Document extract:
Look at John 10 verse 14. He said, I am the good shepherd,
and I know my sheep, and am known of mine. As the Father knoweth
me, even so know I the Father, and I lay down my life for the
sheep. And other sheep I have which
are not of this fold, them also I must bring, they shall hear
my voice. And there should be one fold
and one shepherd. Therefore doth my Father love
me, because I lay down my life, that I might take it again. No
man takes it from me, but I lay it down of myself. I have power
to lay it down, I have power to take it again. This commandment
have I received of my Father. There was a division therefore
again among the Jews for these sayings. That's what the problem
was. Can you... Now listen, I'm going
to be fair with you. I'm going to be fair with you.

Tasks to perform:
1. Which chapter and verse does the sermon excerpt tell the listener to look at?
2. Reproduce the sermon excerpt verbatim between "Look at John" and "going to be fair with you.", inclusive.
The data after this sermon excerpt is separate material.

Data:
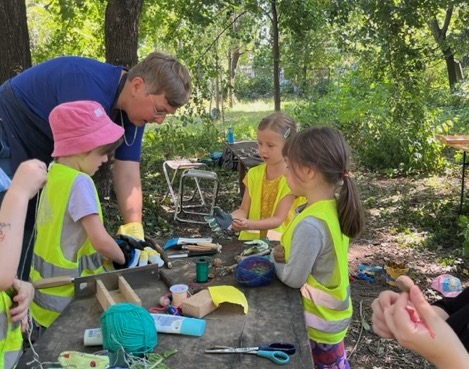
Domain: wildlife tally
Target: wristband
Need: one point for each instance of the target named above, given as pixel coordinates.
(133, 229)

Answers:
1. John 10 verse 14.

2.
Look at John 10 verse 14. He said, I am the good shepherd,
and I know my sheep, and am known of mine. As the Father knoweth
me, even so know I the Father, and I lay down my life for the
sheep. And other sheep I have which
are not of this fold, them also I must bring, they shall hear
my voice. And there should be one fold
and one shepherd. Therefore doth my Father love
me, because I lay down my life, that I might take it again. No
man takes it from me, but I lay it down of myself. I have power
to lay it down, I have power to take it again. This commandment
have I received of my Father. There was a division therefore
again among the Jews for these sayings. That's what the problem
was. Can you... Now listen, I'm going
to be fair with you. I'm going to be fair with you.